Our main results are then as follows.

Theorem 1 Let {M_n} be a Wigner matrix.

  • If {M_n} is drawn from GUE, then

    \displaystyle  \frac{\log |\det M_n| - \frac{1}{2} \log n! + \frac{1}{4} \log n}{\sqrt{\frac{1}{2}\log n}} \rightarrow N(0,1)_{\bf R}.

  • If {M_n} is drawn from GOE, then

    \displaystyle  \frac{\log |\det M_n| - \frac{1}{2} \log n! + \frac{1}{4} \log n}{\sqrt{\log n}} \rightarrow N(0,1)_{\bf R}.

  • The previous two results also hold for more general Wigner matrices, assuming that the real and imaginary parts are independent, a finite moment condition is satisfied, and the entries match moments with those of GOE or GUE to fourth order. (See the paper for a more precise formulation of the result.)

Thus, we informally have

\displaystyle  |\det M_n| \approx n^{-1/4} \sqrt{n!} \exp( N( 0, \log n / 2 )_{\bf R} )

when {M_n} is drawn from GUE, or from another Wigner ensemble matching GUE to fourth order (and obeying some additional minor technical hypotheses); and

\displaystyle  |\det M_n| \approx n^{-1/4} \sqrt{n!} \exp( N( 0, \log n )_{\bf R} )

Listed entries -
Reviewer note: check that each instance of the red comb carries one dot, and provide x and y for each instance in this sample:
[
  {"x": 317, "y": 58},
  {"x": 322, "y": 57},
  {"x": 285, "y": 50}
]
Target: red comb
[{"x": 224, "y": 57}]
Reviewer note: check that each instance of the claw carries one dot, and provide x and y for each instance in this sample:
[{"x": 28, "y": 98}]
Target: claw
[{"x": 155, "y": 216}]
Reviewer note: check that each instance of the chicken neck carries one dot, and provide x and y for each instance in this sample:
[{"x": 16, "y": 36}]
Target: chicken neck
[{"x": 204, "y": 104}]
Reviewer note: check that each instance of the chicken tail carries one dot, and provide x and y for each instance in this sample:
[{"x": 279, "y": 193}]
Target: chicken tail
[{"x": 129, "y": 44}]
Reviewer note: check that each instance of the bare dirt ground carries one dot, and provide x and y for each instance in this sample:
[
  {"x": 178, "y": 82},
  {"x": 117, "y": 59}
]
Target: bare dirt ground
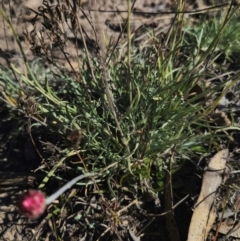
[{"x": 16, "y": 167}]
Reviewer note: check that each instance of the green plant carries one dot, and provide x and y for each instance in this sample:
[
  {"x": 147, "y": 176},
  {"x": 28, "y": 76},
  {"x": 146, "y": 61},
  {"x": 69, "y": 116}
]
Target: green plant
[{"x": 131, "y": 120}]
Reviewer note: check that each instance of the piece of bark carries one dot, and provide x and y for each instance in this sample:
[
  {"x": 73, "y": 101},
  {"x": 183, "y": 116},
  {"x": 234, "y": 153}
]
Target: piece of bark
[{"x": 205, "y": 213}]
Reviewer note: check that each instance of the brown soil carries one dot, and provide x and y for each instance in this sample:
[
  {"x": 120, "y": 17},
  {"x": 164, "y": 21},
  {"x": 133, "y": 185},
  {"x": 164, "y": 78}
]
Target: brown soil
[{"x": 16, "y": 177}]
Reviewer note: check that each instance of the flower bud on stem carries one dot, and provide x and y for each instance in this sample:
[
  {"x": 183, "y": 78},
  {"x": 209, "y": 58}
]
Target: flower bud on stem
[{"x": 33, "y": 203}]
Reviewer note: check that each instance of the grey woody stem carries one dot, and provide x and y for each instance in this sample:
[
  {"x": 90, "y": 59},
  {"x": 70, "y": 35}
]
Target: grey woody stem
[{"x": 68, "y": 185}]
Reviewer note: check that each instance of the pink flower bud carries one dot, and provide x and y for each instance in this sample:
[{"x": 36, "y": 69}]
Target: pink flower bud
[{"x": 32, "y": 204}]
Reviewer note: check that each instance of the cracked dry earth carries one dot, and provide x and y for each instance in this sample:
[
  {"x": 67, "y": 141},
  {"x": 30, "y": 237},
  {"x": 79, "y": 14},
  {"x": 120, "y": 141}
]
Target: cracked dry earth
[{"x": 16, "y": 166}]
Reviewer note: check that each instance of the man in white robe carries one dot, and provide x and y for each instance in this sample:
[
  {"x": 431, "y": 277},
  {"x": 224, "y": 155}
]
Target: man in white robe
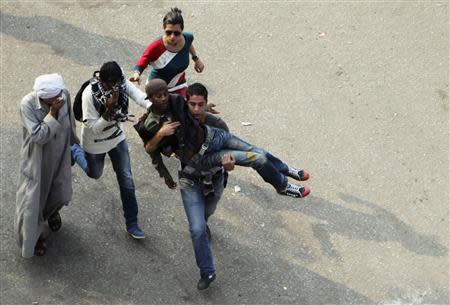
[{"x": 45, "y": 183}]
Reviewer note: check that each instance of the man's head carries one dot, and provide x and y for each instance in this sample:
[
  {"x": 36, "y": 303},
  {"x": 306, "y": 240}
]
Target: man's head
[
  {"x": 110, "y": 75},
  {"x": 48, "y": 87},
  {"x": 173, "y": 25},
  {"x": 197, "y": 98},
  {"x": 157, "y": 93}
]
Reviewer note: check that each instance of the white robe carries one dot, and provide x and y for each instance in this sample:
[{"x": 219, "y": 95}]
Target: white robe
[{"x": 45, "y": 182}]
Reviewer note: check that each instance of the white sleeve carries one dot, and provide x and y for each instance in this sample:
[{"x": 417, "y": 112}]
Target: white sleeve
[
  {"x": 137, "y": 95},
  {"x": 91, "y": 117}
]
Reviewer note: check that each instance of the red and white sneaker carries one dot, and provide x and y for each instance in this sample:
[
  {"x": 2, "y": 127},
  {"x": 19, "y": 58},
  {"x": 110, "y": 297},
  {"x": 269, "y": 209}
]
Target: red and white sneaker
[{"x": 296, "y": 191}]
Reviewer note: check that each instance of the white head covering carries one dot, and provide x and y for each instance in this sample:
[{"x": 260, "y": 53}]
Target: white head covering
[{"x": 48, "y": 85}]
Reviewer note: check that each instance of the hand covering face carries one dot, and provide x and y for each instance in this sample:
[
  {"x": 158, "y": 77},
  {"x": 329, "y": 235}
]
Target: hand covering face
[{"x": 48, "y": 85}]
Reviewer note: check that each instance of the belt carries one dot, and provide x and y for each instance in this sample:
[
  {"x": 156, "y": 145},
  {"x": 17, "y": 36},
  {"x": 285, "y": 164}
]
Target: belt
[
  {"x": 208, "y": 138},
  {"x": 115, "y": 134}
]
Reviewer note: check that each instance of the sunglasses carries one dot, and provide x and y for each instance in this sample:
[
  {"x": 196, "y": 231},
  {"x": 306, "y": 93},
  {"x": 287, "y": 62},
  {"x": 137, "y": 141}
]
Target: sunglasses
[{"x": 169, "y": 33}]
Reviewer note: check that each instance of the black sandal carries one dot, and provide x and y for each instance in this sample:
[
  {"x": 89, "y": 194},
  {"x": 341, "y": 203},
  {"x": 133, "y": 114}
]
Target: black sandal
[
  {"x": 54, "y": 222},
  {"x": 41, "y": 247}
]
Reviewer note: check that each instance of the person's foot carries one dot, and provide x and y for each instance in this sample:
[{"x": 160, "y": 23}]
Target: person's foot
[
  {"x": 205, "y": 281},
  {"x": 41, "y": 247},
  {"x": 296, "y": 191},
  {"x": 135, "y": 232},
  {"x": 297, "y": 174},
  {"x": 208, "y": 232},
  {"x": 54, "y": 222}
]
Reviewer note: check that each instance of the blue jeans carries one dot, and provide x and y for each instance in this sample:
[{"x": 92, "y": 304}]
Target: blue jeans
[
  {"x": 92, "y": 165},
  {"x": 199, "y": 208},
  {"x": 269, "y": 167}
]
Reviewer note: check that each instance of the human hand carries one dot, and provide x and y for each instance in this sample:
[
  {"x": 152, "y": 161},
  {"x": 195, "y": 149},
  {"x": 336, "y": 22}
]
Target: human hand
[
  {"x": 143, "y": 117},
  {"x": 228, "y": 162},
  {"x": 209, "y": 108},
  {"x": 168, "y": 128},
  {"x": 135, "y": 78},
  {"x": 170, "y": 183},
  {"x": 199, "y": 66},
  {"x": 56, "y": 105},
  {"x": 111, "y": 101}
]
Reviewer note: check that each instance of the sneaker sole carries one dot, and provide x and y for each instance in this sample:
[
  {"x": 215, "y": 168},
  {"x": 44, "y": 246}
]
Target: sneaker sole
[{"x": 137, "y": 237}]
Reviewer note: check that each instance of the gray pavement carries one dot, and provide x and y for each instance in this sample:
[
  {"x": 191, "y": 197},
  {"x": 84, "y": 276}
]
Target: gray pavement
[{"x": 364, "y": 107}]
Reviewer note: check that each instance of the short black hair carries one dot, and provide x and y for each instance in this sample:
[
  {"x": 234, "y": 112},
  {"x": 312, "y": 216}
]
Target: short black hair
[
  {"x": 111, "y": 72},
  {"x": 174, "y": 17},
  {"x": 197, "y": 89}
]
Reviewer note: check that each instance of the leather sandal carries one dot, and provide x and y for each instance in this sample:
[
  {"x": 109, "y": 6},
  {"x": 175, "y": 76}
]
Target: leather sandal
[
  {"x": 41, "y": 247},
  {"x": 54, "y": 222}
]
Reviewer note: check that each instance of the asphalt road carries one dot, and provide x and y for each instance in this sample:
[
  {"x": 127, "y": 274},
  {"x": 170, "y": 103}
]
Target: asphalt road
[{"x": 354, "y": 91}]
---
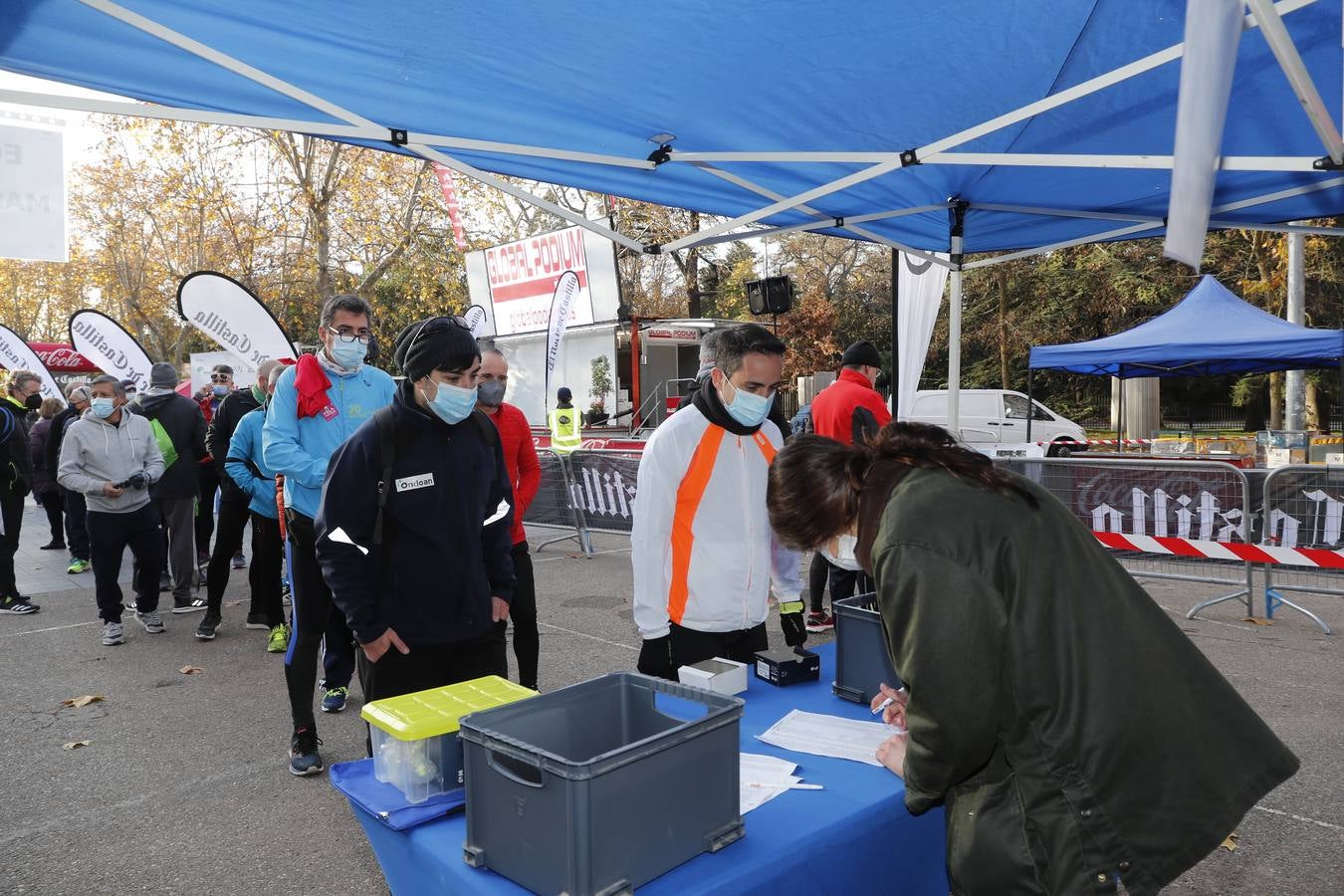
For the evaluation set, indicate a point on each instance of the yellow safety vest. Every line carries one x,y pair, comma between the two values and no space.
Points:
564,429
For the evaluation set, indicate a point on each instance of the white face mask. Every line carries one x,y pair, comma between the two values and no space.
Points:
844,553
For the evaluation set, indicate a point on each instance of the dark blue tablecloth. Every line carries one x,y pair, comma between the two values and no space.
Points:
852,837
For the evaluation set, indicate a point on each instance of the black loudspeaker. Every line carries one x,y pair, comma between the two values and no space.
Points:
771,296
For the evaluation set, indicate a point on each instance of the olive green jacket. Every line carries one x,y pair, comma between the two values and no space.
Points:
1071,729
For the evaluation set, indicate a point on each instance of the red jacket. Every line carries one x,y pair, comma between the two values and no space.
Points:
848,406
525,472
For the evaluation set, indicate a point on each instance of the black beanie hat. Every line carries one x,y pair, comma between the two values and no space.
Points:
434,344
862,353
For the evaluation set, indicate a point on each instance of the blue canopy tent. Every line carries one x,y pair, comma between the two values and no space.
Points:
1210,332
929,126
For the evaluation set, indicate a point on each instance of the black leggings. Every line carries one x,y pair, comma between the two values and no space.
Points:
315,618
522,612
* * *
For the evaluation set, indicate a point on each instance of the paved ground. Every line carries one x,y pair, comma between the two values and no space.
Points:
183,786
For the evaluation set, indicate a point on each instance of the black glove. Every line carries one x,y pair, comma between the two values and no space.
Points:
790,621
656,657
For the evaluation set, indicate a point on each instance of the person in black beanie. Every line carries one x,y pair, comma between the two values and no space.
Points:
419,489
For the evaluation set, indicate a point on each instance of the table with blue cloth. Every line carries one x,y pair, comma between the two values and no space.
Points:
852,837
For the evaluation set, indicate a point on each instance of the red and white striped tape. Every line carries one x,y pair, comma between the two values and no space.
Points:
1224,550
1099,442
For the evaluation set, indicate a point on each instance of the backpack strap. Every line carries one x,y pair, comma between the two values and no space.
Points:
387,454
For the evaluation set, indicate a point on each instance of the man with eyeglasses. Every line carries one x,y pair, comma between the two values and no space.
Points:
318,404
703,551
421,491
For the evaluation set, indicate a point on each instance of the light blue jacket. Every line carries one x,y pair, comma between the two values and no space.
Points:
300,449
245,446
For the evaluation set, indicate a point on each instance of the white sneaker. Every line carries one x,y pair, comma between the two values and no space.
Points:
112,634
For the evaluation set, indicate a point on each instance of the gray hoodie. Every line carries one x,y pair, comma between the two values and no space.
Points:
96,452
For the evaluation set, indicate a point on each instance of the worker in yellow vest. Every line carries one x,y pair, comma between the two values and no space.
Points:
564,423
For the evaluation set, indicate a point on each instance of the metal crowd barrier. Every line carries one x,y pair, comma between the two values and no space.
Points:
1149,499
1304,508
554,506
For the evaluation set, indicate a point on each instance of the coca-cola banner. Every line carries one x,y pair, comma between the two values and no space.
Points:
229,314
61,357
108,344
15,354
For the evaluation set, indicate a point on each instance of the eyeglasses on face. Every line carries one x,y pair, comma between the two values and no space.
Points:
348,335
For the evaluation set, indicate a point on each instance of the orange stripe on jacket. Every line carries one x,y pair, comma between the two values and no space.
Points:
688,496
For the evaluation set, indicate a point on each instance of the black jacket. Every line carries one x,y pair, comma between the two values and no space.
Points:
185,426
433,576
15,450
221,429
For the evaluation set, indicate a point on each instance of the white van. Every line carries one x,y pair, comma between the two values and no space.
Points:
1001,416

Problem details -
Transcribe the passage on Wigner matrix determinants in full, reproducing every character and formula unchanged. The records are unrelated to the Wigner matrix passage and stand on their own.

The result -
Our main results are then as follows.

Theorem 1 Let {M_n} be a Wigner matrix.

  • If {M_n} is drawn from GUE, then

    \displaystyle  \frac{\log |\det M_n| - \frac{1}{2} \log n! + \frac{1}{4} \log n}{\sqrt{\frac{1}{2}\log n}} \rightarrow N(0,1)_{\bf R}.

  • If {M_n} is drawn from GOE, then

    \displaystyle  \frac{\log |\det M_n| - \frac{1}{2} \log n! + \frac{1}{4} \log n}{\sqrt{\log n}} \rightarrow N(0,1)_{\bf R}.

  • The previous two results also hold for more general Wigner matrices, assuming that the real and imaginary parts are independent, a finite moment condition is satisfied, and the entries match moments with those of GOE or GUE to fourth order. (See the paper for a more precise formulation of the result.)

Thus, we informally have

\displaystyle  |\det M_n| \approx n^{-1/4} \sqrt{n!} \exp( N( 0, \log n / 2 )_{\bf R} )

when {M_n} is drawn from GUE, or from another Wigner ensemble matching GUE to fourth order (and obeying some additional minor technical hypotheses); and

\displaystyle  |\det M_n| \approx n^{-1/4} \sqrt{n!} \exp( N( 0, \log n )_{\bf R} )